WHALY – VOM feuerwehrfahrzeug zum EXPEDITIONSMOBIL
Hallo; mein Name ist Whaly.
Ein abenteuerlustiger und reisefreudiger Mercedes AF 1120. Meine Besitzer – Linda und Sandro – haben mich bei der Feuerwehr in Wolfwil gefunden. Als TLF war ich mit 25’000 km ein alter Knabe, für Howis gerade im richtigen Alter, um in ein Expeditionsmobil umgebaut zu werden. Getauft wurde ich auf Whaly, welche die beiden an eines Ihrer Lieblingstiere unter Wasser erinnert: den Walhai.
Vorher
Nachher
Fahrzeugwahl
Die wichtigste Frage ist diejenige nach dem Fahrzeug. Diese ist nicht einfach und sollte gut überlegt sein. Immerhin handelt es sich um dein Haus auf 4 Rädern für die nächsten Jahre. Jede Variante hat natürlich – wie meistens im Leben – seine Vor- und Nachteile. Grundsätzlich muss jeder diese Entscheidung für sich treffen, denn die Bedürfnisse sind unterschiedlich. Folgende Kriterien können dabei eine Rolle spielen.

Aufgabenstellung: Kannst du den Text über Whalys Umbau zum Expeditionsmobil im Anschluss an seinen letzten Satz fortsetzen?

Bereitgestellte Einträge:
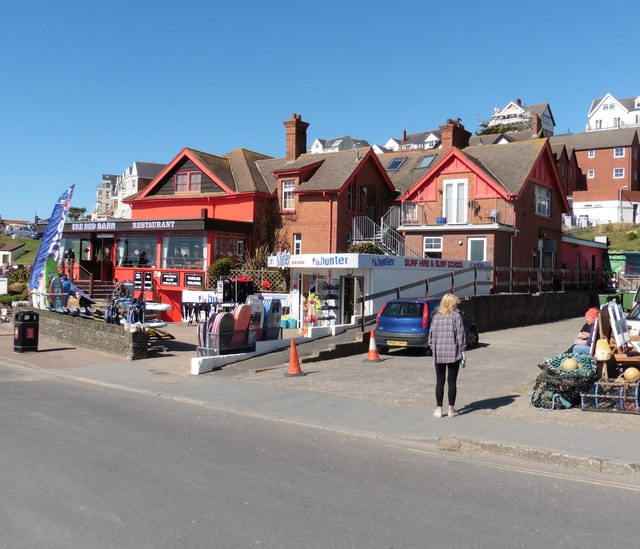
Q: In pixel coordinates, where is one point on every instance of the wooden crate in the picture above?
(609, 395)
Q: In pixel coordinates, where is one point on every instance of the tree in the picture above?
(75, 214)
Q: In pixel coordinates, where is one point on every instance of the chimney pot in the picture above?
(296, 135)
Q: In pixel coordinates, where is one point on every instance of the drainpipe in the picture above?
(511, 261)
(330, 219)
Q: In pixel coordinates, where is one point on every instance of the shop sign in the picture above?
(94, 226)
(170, 279)
(137, 280)
(153, 224)
(435, 263)
(148, 281)
(193, 280)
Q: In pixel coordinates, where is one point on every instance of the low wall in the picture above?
(500, 311)
(92, 334)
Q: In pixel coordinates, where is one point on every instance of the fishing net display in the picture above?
(557, 387)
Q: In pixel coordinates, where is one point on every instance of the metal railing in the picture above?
(385, 235)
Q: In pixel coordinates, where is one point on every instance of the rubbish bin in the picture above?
(25, 331)
(611, 296)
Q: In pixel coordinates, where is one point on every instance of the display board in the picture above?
(619, 329)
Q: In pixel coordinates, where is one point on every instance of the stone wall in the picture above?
(500, 311)
(92, 334)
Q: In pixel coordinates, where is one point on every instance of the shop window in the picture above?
(297, 244)
(229, 244)
(184, 252)
(454, 204)
(137, 251)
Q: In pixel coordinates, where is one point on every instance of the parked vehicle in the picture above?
(405, 323)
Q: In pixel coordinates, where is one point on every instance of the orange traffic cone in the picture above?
(373, 355)
(294, 362)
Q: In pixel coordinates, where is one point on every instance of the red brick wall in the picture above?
(324, 220)
(603, 164)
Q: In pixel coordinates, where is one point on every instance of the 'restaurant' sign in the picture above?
(193, 280)
(170, 279)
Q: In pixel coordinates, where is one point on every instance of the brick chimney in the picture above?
(453, 134)
(536, 124)
(296, 131)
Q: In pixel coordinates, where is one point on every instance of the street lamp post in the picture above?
(620, 200)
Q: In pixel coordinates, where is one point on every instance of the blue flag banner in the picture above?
(51, 239)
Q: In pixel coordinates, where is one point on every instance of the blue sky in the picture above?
(88, 88)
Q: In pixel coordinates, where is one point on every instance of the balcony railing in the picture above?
(421, 214)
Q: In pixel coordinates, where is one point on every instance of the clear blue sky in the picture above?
(88, 88)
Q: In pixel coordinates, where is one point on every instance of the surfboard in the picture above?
(274, 318)
(256, 320)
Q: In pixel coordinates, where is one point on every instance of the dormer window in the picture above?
(188, 182)
(425, 161)
(288, 200)
(396, 163)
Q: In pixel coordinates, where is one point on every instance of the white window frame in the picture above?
(409, 212)
(474, 240)
(454, 201)
(297, 244)
(288, 200)
(543, 201)
(433, 242)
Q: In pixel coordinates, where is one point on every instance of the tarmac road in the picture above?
(390, 399)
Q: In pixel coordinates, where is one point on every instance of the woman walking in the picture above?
(448, 344)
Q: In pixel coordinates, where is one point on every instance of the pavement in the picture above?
(388, 400)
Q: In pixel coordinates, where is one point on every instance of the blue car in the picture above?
(404, 323)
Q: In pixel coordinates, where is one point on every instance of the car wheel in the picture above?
(472, 338)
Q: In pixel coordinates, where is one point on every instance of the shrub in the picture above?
(21, 274)
(365, 248)
(219, 268)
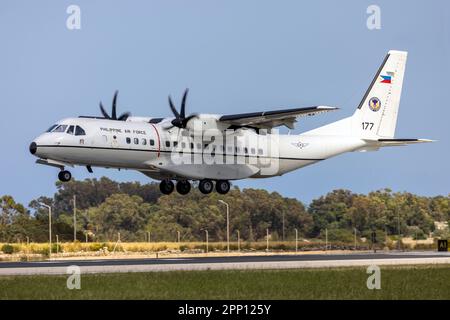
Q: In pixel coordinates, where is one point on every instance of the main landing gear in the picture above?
(64, 176)
(183, 187)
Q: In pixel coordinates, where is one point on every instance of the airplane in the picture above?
(215, 149)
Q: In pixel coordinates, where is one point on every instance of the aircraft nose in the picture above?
(33, 147)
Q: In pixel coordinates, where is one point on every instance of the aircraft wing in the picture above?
(271, 119)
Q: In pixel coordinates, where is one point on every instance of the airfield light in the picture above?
(228, 224)
(49, 227)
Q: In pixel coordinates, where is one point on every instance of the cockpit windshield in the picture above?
(51, 128)
(60, 128)
(72, 129)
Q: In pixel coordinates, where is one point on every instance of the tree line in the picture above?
(106, 208)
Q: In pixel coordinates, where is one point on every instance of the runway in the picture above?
(224, 263)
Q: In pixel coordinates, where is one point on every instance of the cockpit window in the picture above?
(79, 131)
(70, 130)
(51, 128)
(60, 128)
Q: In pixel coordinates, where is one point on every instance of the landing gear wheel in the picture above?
(222, 186)
(64, 176)
(166, 186)
(206, 186)
(183, 187)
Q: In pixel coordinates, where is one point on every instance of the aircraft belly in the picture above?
(214, 171)
(120, 158)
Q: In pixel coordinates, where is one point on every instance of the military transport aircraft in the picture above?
(214, 149)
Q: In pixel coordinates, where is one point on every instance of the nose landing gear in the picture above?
(206, 186)
(64, 176)
(166, 186)
(222, 186)
(183, 187)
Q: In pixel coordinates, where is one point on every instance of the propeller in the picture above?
(180, 120)
(123, 117)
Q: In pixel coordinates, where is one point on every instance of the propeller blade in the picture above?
(124, 116)
(113, 113)
(174, 110)
(183, 104)
(105, 114)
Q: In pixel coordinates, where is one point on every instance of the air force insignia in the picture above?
(300, 144)
(374, 104)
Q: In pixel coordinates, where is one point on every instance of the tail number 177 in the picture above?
(367, 125)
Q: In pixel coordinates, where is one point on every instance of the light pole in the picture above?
(206, 233)
(296, 240)
(49, 227)
(398, 229)
(74, 218)
(228, 224)
(239, 241)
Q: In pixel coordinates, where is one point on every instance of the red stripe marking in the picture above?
(157, 134)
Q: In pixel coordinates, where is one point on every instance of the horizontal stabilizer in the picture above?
(398, 142)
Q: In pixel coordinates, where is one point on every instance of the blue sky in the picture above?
(235, 56)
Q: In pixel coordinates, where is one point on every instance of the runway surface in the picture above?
(221, 263)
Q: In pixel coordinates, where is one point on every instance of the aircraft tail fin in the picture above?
(376, 116)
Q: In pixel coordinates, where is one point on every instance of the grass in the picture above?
(67, 247)
(416, 282)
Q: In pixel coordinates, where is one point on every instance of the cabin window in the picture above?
(60, 128)
(71, 130)
(79, 131)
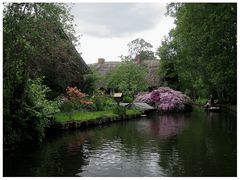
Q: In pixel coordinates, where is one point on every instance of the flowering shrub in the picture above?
(165, 99)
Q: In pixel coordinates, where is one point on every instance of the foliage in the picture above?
(85, 116)
(204, 46)
(126, 77)
(167, 70)
(139, 48)
(92, 81)
(76, 100)
(127, 99)
(30, 33)
(31, 120)
(201, 101)
(166, 99)
(41, 110)
(103, 102)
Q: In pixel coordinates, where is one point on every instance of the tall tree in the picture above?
(30, 31)
(205, 46)
(128, 77)
(139, 48)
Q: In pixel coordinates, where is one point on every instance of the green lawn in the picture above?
(83, 116)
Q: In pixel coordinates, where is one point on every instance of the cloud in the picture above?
(116, 19)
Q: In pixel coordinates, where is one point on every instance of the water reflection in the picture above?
(195, 144)
(167, 126)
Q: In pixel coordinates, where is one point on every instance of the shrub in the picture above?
(38, 111)
(166, 99)
(103, 102)
(127, 99)
(119, 110)
(76, 100)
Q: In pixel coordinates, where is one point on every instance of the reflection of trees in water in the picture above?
(167, 126)
(224, 121)
(202, 149)
(53, 158)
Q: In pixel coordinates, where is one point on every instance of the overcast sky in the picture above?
(107, 28)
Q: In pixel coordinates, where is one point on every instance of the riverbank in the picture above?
(65, 121)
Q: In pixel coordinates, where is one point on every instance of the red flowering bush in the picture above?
(166, 99)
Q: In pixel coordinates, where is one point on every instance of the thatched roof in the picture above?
(152, 66)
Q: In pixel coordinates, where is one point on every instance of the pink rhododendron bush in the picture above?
(166, 99)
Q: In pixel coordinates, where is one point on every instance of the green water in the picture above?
(192, 144)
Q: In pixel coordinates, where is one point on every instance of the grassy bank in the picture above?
(84, 116)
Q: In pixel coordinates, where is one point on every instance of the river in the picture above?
(195, 144)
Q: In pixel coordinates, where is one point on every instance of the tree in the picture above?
(128, 78)
(30, 33)
(167, 70)
(139, 48)
(205, 46)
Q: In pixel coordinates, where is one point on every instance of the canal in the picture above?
(191, 144)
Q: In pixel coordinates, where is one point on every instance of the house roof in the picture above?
(151, 65)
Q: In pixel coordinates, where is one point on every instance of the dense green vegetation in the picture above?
(40, 62)
(34, 38)
(200, 55)
(84, 116)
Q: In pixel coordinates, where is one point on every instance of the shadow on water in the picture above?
(191, 144)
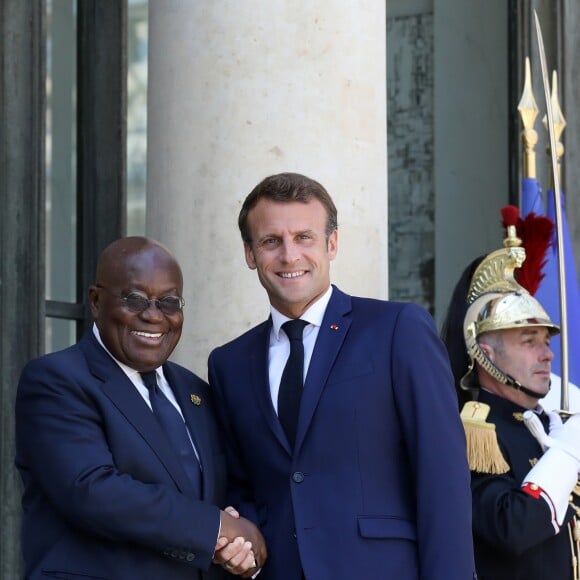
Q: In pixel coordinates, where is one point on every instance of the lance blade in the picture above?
(559, 228)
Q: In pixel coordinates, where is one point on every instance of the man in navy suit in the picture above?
(107, 493)
(371, 480)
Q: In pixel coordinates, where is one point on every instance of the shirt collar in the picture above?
(312, 315)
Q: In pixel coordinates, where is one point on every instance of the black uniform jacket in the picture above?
(513, 533)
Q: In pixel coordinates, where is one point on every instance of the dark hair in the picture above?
(287, 187)
(452, 329)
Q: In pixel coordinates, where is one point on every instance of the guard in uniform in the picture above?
(524, 491)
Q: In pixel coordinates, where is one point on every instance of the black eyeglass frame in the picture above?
(168, 305)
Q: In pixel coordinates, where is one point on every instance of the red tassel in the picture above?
(536, 232)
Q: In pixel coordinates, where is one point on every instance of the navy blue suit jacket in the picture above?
(378, 484)
(104, 493)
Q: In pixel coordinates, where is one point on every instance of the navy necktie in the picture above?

Schriftliche Antwort:
Kriterien
- Führerprüfung
- Treibstoffverbrauch
- Gas
- Komfort
- Grösse
- Spannung 12V/24V
- Unterhaltskosten
- Allrad
- Bodenfreiheit
- Zuladung
- Autark JA/NEIN
- Verfügbarkeit Ersatzteile
- Wassersystem
Führerprüfung
Gas
Autark Ja/ Nein
Wassersystem
Treibstoffverbrauch
Spannung 12V/24V
Zuladung
Verfügbarkeit Ersatzteile
Komfort
Unterhaltskosten
Bodenfreiheit
Grösse
Reiseländer
Allrad
Ihr seht, es gibt viele Pro und Contras, wobei die Auflistung nicht abschliessend ist. Die folgenden Kriterien waren in unserem Falle ausschlaggebend: Komfort, Zuladung, Allradtauglichkeit und mind. 10 Tage am Stück autark leben. Der Allrad-LKW kristallisierte sich schnell als einzige Option heraus, somit nahmen wir auch einige Nachteile in Kauf. Ausserdem ist es davon abhängig, wohin dich die Reise führt als auch wie lange du unterwegs sein willst.
Fahrzeugsuche: Die Qual der Wahl
Fällt die Entscheidung auf ein Fahrzeug über 7.5T, gibt es einige mögliche Hersteller. Üblicherweise handelt es sich um ausgemusterte Feuerwehr- oder Militärfahrzeuge. Ob Mercedes, MAN, Steyr, Iveco, Unimog: Das Angebot ist vorhanden – allerdings braucht es auch Glück, eines der raren Fahrzeuge abzustauben. Auf welchen Hersteller die Wahl fällt, ist abhängig von verschiedenen Fragestellungen: Geldbeutel, Allrad-Tauglichkeit, gewünschte Kabinengrösse, Verfügbarkeit von Ersatzteilen und mögliche Bereifung.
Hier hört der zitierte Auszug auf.